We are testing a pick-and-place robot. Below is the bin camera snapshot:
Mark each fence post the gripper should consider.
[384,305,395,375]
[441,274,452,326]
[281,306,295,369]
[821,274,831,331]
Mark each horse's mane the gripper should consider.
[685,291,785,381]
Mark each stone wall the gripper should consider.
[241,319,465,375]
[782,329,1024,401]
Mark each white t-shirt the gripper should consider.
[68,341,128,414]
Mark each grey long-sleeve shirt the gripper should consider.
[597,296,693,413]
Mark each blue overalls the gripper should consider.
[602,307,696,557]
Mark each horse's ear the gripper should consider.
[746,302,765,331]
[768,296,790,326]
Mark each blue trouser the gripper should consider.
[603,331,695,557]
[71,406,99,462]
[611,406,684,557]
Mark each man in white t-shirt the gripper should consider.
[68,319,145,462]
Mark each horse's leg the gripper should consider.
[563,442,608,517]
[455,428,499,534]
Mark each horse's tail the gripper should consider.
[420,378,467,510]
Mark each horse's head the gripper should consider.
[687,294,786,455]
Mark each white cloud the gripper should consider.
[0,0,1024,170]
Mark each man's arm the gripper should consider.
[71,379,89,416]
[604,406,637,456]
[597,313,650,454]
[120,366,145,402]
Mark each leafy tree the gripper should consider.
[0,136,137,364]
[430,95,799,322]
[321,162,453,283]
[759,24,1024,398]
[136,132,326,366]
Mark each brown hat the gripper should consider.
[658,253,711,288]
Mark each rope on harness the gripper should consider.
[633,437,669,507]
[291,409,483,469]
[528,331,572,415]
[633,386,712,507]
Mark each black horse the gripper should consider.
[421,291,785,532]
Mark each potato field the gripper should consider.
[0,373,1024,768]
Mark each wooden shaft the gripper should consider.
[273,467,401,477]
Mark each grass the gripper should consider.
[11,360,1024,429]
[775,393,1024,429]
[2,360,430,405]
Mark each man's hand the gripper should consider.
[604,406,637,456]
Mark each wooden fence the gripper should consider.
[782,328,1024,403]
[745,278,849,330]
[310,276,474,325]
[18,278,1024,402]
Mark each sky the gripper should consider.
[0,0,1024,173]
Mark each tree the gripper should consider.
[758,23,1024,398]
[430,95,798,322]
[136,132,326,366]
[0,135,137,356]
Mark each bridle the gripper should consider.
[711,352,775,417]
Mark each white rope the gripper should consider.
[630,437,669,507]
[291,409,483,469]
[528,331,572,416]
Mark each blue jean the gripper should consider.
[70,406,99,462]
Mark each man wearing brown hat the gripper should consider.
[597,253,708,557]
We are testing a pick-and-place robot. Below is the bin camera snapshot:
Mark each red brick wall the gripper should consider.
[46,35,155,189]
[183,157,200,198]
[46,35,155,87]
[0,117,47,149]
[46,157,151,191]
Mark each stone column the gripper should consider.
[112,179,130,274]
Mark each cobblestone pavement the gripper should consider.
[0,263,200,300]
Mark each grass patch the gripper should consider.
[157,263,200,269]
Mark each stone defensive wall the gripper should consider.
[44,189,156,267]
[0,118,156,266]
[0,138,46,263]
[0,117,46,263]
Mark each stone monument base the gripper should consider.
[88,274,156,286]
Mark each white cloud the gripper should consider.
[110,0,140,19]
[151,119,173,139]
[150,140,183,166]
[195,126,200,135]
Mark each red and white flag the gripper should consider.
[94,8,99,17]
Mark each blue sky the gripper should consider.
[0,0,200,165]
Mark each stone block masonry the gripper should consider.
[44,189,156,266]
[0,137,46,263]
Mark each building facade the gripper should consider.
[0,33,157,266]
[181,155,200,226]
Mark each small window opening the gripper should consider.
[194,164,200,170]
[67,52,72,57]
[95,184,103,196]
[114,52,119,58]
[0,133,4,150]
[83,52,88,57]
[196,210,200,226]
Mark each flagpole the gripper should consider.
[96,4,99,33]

****

Instructions to follow | Format every line of the records above as a JSON list of strings, one string per line, leaving out blank lines.

Exercise result |
[
  "We are testing a pick-and-place robot. Below is the bin camera snapshot:",
  "Mark each fence post the gripper should consider.",
  "[384,305,395,375]",
  "[441,274,452,326]",
  "[281,306,295,369]",
  "[821,274,831,331]",
  "Mark each horse's mane the gripper should consider.",
  "[685,291,785,381]",
  "Mark each stone wall the gripper should consider.",
  "[241,319,465,375]",
  "[782,329,1024,401]",
  "Mark each white t-shirt the gripper should consider.",
  "[68,341,128,414]",
  "Mark each grey long-sleeve shirt the gripper should consider.",
  "[597,296,693,413]",
  "Mark each blue overalls the gripper should consider.",
  "[602,307,696,557]",
  "Mark each horse's ear the gripper should consider.",
  "[746,302,765,331]",
  "[768,296,790,326]",
  "Mark each blue trouser the gripper should consider.",
  "[603,331,695,557]",
  "[71,406,99,462]",
  "[611,406,684,557]",
  "Mark each man in white t-shirt the gripper should consider.",
  "[68,319,145,462]",
  "Mark each horse's leg the gripper should consider.",
  "[563,442,608,517]",
  "[455,428,499,534]",
  "Mark each horse's tail the gripper should consider.",
  "[420,378,467,510]",
  "Mark each horse's head the gripper should consider.",
  "[687,294,786,455]",
  "Mark each white cloud the gripper should consider.",
  "[0,0,1024,170]",
  "Mark each man's arm the gripper should consider.",
  "[71,379,89,416]",
  "[604,406,637,456]",
  "[597,313,650,454]",
  "[120,366,145,402]",
  "Mark each leafy tree the gripper should consider.",
  "[0,136,137,364]",
  "[430,95,799,322]",
  "[321,162,453,283]",
  "[759,24,1024,398]",
  "[136,132,326,366]",
  "Mark each brown hat the gripper should consider.",
  "[658,253,711,288]",
  "Mark each rope on harness the gripper should consider.",
  "[633,437,669,507]",
  "[291,409,483,469]",
  "[528,331,572,415]",
  "[633,386,712,507]",
  "Mark each black horse the gripper should consider.",
  "[421,291,785,532]",
  "Mark each potato field the gripper should consider.",
  "[0,373,1024,768]",
  "Mark each wooden shaft the gripper should consider.",
  "[273,467,401,477]",
  "Mark each grass the gripper should consider.",
  "[11,360,1024,429]",
  "[775,393,1024,429]",
  "[2,360,430,405]",
  "Mark each man's hand the gripper should consider.",
  "[604,406,637,456]",
  "Mark each wooden fence the gripper should consider.",
  "[782,328,1024,403]",
  "[745,278,849,330]",
  "[310,276,474,325]",
  "[18,278,1024,402]",
  "Mark each sky the gripper should consider.",
  "[0,0,1024,173]",
  "Mark each tree the gripper should consider.",
  "[758,23,1024,398]",
  "[430,95,798,322]",
  "[136,132,326,366]",
  "[0,135,137,356]",
  "Mark each bridle the gripper should consider.",
  "[711,352,775,417]",
  "Mark each white rope the gripper should consider.",
  "[630,437,669,507]",
  "[291,409,483,469]",
  "[528,331,572,416]",
  "Mark each blue jean the gripper should consider.",
  "[70,406,99,462]",
  "Mark each man wearing brown hat the gripper should consider.",
  "[597,253,708,557]",
  "We are testing a pick-and-place robot. Below is the bin camera snapshot:",
  "Mark each red brick wall the gripper should consider.",
  "[46,35,155,189]",
  "[183,157,200,198]",
  "[46,35,155,87]",
  "[0,117,47,149]",
  "[46,157,151,191]",
  "Mark each stone column the gripper should consider.",
  "[112,179,130,274]",
  "Mark each cobblestone pavement the gripper should consider.",
  "[0,263,200,300]",
  "Mark each grass patch the gripper should consider.",
  "[157,263,200,269]",
  "Mark each stone defensive wall the gripper should consider.",
  "[44,189,156,267]",
  "[0,118,156,266]",
  "[0,138,46,263]",
  "[0,117,46,263]",
  "Mark each stone monument base the gripper should consider.",
  "[88,274,156,286]",
  "Mark each white cloud the gripper should consider.",
  "[110,0,140,19]",
  "[151,119,173,139]",
  "[150,140,183,166]",
  "[195,126,200,135]",
  "Mark each red and white flag the gripper should consider.",
  "[94,8,99,17]",
  "Mark each blue sky the gripper should consider.",
  "[0,0,200,165]",
  "Mark each stone block masonry the gripper should consider.",
  "[44,189,156,266]",
  "[0,137,46,263]",
  "Mark each building facade the gripper should consider.",
  "[0,33,157,266]",
  "[181,155,200,226]",
  "Mark each small window opening the gripper should consider.",
  "[194,164,200,170]",
  "[67,52,72,57]",
  "[95,184,103,196]",
  "[114,52,119,58]",
  "[0,133,4,150]",
  "[83,52,88,57]",
  "[196,210,200,226]",
  "Mark each flagpole the gripper should consider.",
  "[96,4,99,33]"
]